-- Problem to work on --
Copy the lines of the items below verbatim, starting at the line that contains "# segment the green vegetation" and ending at the line that contains "POLYGON ((229 238, 216", both included.

Outline annotation records
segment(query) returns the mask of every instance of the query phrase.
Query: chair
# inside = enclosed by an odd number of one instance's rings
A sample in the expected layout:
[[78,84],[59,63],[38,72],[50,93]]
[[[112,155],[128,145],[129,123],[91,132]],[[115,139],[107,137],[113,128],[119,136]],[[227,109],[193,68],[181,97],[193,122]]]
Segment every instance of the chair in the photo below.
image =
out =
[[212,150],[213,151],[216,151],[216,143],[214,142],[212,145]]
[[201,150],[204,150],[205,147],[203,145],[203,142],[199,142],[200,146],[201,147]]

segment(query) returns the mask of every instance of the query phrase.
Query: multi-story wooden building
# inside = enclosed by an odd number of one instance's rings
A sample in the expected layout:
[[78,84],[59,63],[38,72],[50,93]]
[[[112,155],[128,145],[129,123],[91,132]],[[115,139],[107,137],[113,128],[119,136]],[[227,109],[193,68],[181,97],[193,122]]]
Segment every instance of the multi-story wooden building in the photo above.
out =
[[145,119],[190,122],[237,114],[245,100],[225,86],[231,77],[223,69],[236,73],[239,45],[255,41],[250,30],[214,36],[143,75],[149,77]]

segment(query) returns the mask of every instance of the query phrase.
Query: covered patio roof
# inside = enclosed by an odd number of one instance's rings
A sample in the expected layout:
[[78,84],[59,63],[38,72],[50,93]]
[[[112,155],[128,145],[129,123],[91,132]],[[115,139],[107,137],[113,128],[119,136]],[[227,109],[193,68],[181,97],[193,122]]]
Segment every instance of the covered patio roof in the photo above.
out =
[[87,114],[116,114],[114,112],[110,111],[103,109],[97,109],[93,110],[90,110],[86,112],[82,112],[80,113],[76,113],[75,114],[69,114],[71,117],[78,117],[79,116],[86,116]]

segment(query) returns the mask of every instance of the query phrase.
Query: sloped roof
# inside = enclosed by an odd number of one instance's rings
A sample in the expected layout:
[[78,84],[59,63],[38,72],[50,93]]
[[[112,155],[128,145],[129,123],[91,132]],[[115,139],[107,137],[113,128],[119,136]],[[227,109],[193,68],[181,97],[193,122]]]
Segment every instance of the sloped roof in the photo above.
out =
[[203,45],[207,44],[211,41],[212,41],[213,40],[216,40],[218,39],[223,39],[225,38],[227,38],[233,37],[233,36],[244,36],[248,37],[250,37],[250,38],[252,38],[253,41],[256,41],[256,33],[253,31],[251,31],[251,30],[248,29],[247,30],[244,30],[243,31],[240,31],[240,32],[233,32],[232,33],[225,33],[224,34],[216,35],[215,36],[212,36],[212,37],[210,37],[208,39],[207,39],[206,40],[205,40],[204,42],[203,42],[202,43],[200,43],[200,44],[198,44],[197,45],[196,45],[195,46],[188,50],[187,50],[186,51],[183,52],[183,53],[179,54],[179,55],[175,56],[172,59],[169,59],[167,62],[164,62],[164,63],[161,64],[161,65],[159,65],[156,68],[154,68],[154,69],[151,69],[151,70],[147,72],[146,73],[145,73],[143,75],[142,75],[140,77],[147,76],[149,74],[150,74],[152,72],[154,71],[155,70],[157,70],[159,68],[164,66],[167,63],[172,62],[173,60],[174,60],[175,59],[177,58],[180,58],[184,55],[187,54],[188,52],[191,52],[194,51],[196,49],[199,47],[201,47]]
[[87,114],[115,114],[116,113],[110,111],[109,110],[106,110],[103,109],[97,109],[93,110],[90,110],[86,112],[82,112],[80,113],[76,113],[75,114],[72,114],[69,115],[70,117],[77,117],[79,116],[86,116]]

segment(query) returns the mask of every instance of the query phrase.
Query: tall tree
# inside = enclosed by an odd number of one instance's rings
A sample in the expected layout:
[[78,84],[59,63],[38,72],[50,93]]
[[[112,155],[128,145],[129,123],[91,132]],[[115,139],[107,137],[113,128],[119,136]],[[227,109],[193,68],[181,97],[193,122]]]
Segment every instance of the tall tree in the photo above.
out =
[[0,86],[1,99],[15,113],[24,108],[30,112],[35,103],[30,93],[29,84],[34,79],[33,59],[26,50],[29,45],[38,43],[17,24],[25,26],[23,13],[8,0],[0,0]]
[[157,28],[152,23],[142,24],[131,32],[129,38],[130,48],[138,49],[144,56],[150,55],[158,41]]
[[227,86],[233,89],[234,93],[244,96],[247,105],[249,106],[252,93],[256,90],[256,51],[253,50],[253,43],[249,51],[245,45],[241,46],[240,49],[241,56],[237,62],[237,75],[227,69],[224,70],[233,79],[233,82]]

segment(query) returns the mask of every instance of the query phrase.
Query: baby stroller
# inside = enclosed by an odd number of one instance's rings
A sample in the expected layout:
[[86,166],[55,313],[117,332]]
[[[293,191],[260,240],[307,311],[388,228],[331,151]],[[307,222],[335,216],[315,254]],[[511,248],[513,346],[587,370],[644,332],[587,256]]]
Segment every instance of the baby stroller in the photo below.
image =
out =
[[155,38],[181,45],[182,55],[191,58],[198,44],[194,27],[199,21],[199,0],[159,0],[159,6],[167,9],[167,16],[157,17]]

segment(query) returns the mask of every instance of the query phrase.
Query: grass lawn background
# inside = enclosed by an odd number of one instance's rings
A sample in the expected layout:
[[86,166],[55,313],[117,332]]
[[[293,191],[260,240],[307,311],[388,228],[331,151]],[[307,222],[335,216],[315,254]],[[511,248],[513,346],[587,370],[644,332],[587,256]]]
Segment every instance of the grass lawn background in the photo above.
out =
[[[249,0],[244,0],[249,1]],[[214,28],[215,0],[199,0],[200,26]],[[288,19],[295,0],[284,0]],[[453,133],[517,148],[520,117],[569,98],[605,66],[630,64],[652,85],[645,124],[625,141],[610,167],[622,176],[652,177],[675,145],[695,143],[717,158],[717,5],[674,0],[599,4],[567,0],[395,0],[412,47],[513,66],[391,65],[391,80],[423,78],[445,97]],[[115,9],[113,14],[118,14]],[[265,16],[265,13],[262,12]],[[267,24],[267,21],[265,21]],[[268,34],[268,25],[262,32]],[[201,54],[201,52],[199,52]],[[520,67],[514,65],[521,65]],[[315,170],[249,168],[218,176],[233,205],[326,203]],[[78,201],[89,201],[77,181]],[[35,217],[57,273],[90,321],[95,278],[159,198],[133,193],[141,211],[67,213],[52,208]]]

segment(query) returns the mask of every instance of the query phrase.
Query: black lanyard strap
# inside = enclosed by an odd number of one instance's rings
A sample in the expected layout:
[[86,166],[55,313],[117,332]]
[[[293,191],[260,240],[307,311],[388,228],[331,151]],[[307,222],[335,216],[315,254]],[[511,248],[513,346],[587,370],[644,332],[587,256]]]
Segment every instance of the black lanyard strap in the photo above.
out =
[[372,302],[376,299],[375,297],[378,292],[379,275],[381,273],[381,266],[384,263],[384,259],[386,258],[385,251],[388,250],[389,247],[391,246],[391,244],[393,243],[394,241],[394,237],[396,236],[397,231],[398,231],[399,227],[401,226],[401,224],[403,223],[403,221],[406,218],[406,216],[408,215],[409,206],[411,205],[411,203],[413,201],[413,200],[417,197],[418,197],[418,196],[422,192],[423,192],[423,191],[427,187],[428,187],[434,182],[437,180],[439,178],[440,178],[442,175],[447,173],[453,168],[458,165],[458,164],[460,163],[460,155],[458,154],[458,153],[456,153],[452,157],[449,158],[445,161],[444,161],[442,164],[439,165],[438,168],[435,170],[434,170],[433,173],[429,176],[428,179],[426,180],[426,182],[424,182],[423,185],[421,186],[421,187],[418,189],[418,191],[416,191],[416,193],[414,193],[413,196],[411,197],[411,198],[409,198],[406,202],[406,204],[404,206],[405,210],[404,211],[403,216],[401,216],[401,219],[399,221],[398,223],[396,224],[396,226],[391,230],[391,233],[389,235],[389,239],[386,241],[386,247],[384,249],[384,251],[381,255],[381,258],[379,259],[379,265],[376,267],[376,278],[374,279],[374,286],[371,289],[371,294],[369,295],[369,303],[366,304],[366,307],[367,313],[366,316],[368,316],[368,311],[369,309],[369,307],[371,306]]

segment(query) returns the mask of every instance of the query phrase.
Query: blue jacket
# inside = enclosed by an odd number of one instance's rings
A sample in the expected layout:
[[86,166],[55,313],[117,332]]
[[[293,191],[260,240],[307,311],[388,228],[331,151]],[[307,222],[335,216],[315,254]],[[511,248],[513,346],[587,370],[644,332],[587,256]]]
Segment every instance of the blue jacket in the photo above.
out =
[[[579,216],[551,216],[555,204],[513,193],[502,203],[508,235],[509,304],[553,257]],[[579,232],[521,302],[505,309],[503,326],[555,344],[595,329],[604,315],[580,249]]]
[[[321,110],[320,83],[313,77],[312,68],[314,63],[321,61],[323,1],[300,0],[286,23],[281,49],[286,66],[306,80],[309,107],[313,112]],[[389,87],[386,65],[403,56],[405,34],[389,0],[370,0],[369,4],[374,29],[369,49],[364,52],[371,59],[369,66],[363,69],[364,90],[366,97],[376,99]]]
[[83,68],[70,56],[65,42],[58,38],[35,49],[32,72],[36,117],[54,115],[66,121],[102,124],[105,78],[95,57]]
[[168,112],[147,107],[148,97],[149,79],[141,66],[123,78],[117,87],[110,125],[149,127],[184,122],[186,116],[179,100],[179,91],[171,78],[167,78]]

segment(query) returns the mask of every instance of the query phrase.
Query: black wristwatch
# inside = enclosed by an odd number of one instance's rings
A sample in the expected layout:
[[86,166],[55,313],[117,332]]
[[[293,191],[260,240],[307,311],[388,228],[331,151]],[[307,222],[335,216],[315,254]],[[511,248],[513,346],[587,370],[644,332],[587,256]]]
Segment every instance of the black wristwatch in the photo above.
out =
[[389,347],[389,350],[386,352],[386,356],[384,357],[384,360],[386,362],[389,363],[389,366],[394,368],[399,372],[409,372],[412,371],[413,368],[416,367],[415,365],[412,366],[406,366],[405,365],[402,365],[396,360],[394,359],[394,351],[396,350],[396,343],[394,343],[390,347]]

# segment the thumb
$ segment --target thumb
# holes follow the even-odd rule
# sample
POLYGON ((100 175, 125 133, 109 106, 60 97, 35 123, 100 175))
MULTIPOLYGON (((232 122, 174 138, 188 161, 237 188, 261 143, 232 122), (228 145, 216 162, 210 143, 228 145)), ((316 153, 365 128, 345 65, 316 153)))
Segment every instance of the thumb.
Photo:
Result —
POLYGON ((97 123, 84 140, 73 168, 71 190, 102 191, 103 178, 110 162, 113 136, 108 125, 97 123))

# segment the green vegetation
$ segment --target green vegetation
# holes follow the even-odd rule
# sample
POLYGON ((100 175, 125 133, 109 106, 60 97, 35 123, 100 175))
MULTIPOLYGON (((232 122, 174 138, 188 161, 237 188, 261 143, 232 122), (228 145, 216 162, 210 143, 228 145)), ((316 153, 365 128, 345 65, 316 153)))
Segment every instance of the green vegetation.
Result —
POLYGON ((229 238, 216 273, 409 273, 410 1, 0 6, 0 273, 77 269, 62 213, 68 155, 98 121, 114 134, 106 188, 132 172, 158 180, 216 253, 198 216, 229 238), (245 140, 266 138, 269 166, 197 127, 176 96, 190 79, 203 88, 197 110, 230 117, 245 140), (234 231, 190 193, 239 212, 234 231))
...
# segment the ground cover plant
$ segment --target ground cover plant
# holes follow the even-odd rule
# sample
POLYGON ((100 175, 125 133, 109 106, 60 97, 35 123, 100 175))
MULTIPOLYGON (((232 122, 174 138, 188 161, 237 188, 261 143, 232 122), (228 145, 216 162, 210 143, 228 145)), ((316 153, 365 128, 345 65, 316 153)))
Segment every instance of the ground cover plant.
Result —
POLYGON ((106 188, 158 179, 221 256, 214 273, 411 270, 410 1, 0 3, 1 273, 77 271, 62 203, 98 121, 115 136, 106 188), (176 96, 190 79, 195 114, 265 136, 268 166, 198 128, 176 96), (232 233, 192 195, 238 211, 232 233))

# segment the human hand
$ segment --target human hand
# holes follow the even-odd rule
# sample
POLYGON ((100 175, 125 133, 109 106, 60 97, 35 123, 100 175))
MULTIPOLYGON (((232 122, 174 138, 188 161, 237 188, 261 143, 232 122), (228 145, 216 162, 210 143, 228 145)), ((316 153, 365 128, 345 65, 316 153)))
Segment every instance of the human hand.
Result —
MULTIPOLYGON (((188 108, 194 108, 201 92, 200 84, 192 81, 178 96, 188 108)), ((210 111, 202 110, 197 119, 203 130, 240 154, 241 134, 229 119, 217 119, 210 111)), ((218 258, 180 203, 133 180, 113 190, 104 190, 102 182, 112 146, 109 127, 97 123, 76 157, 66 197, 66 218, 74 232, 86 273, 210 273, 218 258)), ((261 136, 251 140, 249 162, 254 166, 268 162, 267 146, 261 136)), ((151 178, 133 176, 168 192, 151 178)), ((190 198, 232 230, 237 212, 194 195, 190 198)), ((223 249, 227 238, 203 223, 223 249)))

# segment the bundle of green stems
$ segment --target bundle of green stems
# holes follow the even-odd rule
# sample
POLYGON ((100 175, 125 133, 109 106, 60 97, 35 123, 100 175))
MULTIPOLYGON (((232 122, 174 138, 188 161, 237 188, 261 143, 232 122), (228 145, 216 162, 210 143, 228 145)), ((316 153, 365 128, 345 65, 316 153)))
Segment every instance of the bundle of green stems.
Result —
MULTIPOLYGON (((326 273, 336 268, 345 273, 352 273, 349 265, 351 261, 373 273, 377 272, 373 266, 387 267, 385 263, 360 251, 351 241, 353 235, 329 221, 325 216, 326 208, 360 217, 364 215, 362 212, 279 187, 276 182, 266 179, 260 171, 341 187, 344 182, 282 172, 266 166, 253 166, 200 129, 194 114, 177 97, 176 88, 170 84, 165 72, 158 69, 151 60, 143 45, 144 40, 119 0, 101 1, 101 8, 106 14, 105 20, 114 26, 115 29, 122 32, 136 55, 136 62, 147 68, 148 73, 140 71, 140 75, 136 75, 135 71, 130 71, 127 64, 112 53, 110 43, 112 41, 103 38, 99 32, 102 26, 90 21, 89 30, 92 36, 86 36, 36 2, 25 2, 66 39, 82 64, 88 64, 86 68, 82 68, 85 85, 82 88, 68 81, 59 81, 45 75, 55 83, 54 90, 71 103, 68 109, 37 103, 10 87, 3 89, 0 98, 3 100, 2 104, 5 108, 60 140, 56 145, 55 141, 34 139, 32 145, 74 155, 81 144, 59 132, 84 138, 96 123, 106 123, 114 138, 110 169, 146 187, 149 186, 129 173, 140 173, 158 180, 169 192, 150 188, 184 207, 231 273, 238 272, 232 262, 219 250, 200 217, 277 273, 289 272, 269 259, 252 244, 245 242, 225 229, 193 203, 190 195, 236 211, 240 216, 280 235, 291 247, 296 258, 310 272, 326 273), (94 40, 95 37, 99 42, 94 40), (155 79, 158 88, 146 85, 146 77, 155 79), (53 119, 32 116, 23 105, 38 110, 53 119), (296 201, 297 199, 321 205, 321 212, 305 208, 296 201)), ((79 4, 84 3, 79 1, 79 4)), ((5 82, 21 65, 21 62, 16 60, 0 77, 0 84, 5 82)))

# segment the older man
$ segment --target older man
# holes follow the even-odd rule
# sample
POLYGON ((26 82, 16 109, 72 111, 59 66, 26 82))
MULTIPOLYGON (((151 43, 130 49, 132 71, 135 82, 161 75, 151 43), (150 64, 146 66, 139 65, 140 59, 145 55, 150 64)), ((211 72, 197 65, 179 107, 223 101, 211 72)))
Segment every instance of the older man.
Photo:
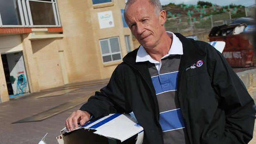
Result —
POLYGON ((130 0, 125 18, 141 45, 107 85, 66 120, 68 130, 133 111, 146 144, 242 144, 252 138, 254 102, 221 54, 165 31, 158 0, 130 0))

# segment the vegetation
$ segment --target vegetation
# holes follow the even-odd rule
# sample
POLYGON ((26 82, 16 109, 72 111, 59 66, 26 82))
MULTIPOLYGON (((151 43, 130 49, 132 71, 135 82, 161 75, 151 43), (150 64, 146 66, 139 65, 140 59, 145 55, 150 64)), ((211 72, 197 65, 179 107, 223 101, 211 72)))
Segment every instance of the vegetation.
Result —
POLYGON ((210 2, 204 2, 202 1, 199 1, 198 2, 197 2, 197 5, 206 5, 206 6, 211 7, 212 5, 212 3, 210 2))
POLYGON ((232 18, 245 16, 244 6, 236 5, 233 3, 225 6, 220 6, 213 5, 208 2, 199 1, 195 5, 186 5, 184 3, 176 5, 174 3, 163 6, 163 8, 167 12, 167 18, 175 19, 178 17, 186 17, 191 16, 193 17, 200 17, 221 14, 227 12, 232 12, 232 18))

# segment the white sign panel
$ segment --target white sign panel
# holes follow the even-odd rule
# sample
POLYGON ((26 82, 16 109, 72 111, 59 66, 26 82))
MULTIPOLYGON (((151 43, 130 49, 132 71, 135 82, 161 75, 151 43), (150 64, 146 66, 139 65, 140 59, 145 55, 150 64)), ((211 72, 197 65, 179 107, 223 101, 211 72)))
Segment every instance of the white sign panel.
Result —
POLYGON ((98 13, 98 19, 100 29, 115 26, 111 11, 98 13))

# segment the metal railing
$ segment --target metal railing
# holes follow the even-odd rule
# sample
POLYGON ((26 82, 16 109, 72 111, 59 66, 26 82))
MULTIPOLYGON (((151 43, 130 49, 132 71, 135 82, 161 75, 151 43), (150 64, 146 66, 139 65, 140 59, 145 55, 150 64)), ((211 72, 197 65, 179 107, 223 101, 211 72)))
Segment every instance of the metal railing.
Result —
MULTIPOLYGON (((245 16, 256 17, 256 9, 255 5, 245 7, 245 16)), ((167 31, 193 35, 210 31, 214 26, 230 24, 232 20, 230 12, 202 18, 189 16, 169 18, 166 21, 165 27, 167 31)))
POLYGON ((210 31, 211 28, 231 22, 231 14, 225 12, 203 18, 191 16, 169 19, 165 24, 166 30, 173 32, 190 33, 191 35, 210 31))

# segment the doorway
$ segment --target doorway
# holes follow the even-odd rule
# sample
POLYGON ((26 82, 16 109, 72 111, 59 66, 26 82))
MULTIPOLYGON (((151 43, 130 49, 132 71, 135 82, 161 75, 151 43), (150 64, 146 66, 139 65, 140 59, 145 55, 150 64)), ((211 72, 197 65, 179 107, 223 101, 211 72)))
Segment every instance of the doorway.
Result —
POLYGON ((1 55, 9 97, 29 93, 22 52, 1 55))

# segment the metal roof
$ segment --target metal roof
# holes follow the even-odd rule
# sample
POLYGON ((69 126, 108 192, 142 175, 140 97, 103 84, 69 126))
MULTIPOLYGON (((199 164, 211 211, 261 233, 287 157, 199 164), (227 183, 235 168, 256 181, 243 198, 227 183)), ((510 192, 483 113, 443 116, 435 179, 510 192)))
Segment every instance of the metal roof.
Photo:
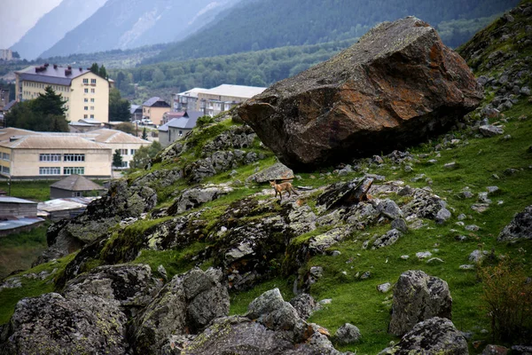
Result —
==
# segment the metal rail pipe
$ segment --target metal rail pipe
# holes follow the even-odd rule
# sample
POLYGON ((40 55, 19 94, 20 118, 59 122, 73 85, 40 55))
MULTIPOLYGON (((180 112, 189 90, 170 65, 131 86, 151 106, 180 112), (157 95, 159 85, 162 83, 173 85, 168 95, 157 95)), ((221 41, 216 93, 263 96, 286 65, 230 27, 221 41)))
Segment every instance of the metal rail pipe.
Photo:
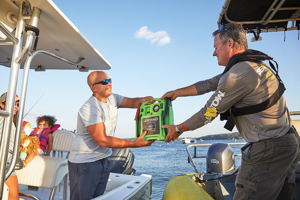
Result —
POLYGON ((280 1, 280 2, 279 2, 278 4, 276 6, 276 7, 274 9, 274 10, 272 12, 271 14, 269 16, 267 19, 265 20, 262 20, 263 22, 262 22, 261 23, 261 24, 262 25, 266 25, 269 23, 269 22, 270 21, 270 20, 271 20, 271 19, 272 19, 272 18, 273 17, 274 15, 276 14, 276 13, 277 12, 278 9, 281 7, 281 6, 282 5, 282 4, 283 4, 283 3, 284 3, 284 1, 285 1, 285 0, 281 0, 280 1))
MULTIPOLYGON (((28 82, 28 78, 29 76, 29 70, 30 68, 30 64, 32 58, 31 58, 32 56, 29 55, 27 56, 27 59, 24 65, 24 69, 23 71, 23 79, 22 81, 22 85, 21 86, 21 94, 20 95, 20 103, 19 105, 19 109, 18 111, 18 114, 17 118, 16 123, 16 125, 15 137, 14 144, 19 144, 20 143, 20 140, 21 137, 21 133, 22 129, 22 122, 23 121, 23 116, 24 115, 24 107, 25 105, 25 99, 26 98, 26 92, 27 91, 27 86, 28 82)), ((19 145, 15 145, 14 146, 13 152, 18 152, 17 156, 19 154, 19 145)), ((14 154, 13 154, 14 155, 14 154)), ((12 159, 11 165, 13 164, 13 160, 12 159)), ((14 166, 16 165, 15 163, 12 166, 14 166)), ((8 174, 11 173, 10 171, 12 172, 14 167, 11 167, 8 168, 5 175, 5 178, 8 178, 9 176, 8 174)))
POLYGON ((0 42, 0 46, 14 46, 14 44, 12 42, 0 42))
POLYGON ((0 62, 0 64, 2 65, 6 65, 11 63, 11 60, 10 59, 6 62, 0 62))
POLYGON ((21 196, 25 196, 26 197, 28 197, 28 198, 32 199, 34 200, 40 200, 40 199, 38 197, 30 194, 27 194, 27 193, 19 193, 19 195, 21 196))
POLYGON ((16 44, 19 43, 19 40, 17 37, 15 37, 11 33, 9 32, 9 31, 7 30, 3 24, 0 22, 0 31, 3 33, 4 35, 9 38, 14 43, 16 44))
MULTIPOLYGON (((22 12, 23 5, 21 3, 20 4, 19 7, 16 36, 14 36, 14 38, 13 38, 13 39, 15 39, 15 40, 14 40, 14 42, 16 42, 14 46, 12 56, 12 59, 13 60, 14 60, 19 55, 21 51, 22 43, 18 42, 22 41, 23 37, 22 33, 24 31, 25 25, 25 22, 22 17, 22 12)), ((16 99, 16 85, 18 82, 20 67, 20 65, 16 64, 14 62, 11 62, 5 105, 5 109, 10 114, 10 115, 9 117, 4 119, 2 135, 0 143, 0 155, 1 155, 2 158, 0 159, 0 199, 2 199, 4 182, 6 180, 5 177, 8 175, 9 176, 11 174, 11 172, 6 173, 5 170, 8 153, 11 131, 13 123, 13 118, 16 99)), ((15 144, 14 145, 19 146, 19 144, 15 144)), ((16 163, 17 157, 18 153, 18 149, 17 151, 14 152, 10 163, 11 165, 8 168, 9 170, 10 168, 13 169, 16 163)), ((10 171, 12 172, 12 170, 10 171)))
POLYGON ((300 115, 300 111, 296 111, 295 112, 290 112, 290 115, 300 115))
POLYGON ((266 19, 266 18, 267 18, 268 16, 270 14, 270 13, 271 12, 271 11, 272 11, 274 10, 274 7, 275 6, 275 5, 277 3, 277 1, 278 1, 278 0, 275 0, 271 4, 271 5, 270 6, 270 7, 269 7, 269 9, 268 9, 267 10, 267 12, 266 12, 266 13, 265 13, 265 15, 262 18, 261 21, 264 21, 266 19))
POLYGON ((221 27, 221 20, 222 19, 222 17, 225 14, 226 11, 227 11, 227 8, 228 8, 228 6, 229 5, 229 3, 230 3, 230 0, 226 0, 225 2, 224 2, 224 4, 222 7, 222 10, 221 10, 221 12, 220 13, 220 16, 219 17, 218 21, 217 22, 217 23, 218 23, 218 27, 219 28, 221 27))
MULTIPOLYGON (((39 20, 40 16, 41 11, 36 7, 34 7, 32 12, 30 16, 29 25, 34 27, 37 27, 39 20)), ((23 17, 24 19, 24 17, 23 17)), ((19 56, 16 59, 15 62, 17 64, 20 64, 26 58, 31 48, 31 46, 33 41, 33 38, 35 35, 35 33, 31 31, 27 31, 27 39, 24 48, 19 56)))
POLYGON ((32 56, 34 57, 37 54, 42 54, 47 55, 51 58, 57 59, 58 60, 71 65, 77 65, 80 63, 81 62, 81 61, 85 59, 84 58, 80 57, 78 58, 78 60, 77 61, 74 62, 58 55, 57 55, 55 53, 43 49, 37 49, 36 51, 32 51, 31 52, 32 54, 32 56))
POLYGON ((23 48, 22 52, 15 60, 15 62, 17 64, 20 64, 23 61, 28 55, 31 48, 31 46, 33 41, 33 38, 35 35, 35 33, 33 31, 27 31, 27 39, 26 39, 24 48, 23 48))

-- Solution for this exercise --
# segment the green vegetation
$ segment --target green vegetation
# holes follow the even-odd rule
# sample
POLYGON ((100 175, 125 133, 109 106, 60 97, 35 123, 100 175))
MULTIPOLYGON (((232 122, 174 138, 188 161, 237 188, 261 143, 232 122), (228 145, 216 162, 210 143, 228 145)), ((316 153, 365 128, 345 65, 316 153)))
Segment every instance of the green vegetation.
Result —
POLYGON ((229 238, 216 273, 409 273, 410 1, 0 6, 0 273, 77 269, 62 213, 68 155, 98 121, 114 134, 106 188, 132 172, 158 180, 216 253, 198 216, 229 238), (245 140, 266 138, 269 166, 197 127, 176 96, 190 79, 203 88, 197 110, 230 117, 245 140), (234 231, 190 193, 239 212, 234 231))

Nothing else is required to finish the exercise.